EXERCISE INSTRUCTIONS: Please return the full listing below without altering anything.

*** EXTRACTED RECORDS Section Begins ***

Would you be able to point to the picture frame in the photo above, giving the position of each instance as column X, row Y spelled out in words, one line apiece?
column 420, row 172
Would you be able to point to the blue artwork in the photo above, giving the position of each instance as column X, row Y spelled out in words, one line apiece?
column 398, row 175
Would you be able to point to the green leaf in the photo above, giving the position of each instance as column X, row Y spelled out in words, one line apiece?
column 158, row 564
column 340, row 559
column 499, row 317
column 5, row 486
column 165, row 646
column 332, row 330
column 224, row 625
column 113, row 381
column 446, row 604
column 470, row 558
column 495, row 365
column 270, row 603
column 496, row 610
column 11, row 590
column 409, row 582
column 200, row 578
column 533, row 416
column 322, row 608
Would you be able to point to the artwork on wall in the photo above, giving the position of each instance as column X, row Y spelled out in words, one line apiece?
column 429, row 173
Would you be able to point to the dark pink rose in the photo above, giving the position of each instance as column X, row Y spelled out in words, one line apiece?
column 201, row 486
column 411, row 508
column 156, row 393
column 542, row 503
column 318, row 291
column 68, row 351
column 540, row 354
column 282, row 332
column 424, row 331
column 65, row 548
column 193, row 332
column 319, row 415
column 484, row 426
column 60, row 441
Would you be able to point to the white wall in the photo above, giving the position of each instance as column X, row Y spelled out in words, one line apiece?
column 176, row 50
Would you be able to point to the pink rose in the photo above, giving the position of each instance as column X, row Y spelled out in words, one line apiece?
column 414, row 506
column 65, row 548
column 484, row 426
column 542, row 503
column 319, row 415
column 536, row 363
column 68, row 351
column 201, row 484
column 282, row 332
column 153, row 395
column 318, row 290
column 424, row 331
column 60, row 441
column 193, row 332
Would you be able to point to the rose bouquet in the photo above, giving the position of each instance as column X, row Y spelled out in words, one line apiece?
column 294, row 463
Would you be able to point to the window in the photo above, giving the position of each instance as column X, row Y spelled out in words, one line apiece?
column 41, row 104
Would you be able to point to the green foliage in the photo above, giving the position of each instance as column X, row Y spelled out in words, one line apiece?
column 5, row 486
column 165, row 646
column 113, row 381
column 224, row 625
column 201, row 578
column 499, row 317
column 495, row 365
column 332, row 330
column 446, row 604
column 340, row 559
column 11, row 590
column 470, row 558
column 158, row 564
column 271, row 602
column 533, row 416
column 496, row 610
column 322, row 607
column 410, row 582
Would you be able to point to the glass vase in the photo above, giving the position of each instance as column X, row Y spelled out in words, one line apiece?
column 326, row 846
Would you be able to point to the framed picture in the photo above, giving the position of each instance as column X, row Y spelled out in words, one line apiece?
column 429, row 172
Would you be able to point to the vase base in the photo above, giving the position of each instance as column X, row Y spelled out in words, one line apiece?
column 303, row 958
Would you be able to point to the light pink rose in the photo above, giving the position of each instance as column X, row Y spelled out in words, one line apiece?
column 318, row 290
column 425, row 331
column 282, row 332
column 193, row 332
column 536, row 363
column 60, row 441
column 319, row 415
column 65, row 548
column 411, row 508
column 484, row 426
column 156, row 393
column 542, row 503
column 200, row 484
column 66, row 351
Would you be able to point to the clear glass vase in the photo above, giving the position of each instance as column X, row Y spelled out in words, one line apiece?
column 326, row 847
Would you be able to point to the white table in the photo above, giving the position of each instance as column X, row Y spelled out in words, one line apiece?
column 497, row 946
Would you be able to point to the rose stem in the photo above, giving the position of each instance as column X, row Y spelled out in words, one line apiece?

*** EXTRACTED RECORDS Section Ends ***

RESULT:
Would you be able to point to the picture frame in the photo above, giving the position of each instance as column X, row Y spelled out in words, one line apiece?
column 420, row 172
Would you be able to point to the blue artwork in the photo above, giving the position of each instance as column X, row Y spelled out in words, one line apiece?
column 398, row 175
Would you be able to point to the green leaf in the photo above, giving the position of each instance as column X, row Y spelled out in words, one line apiece?
column 158, row 564
column 340, row 559
column 499, row 317
column 5, row 486
column 165, row 646
column 332, row 330
column 224, row 625
column 113, row 381
column 446, row 604
column 470, row 558
column 495, row 365
column 270, row 603
column 496, row 610
column 11, row 590
column 409, row 582
column 200, row 578
column 533, row 416
column 322, row 608
Would you be able to point to the artwork on wall in the photo above, giving the position of each instance as column X, row Y spelled out in words, one line apiece?
column 429, row 173
Would you be able to point to the dark pink rose in the photo above, giving the position of each instance as column X, row Y spelled out in words, one line apiece?
column 201, row 486
column 411, row 508
column 156, row 393
column 542, row 503
column 318, row 291
column 68, row 351
column 540, row 354
column 282, row 332
column 424, row 331
column 65, row 548
column 193, row 332
column 319, row 415
column 484, row 426
column 60, row 441
Would you be able to point to the white wall in the photo above, giving the position of each instance as column X, row Y spelled out in words, one line apiece?
column 176, row 50
Would you be able to point to the pink rose in the photo above, giving the position of each instance as column X, row Y spelled out in words, one line apiece?
column 414, row 506
column 65, row 548
column 484, row 426
column 542, row 503
column 319, row 415
column 536, row 363
column 68, row 351
column 201, row 484
column 282, row 332
column 153, row 395
column 318, row 290
column 424, row 331
column 60, row 441
column 193, row 332
Would you be able to point to the rose bouquet in the photo above, giving the position of each instance as column X, row Y spelled out in words, one line apiece?
column 294, row 463
Would you be able to point to the window in the photo above, giving the position of each instance as column X, row Y spelled out in words, one line apiece?
column 41, row 104
Would you be able to point to the green foliage in the photo above, giving the position of each instance as column X, row Y spelled out in words, one line apiece?
column 5, row 486
column 165, row 646
column 113, row 381
column 224, row 625
column 201, row 578
column 499, row 317
column 495, row 365
column 332, row 330
column 446, row 604
column 340, row 559
column 11, row 590
column 470, row 558
column 158, row 564
column 271, row 602
column 533, row 416
column 496, row 610
column 322, row 607
column 410, row 582
Would you be able to point to the glass vase in the photo above, giving the position of each instance as column X, row Y spelled out in words, one line apiece?
column 326, row 846
Would you be able to point to the framed picture in the photo above, giving the position of each instance as column X, row Y spelled out in words, one line apiece?
column 429, row 172
Would you be able to point to the vase base in the photo above, giving the position of each instance as column X, row Y spelled out in words, one line apiece?
column 303, row 958
Would you be able to point to the light pink rose in the photo above, giving the position of each instance as column X, row Y spelled out in words, one line apiece?
column 318, row 290
column 425, row 331
column 282, row 332
column 193, row 332
column 536, row 363
column 60, row 441
column 319, row 415
column 65, row 548
column 411, row 508
column 484, row 426
column 156, row 393
column 542, row 503
column 200, row 484
column 66, row 351
Would you be able to point to the clear glass vase in the photo above, giving the position of each instance as column X, row Y spelled out in words, one line apiece?
column 326, row 847
Would you be able to point to the white table in the photo above, giving the position of each instance as column X, row Y spelled out in words, one line apiece?
column 497, row 946
Would you be able to point to the rose stem in the photo above, giving the position of each instance as column X, row Y spelled out in words, one line apiece?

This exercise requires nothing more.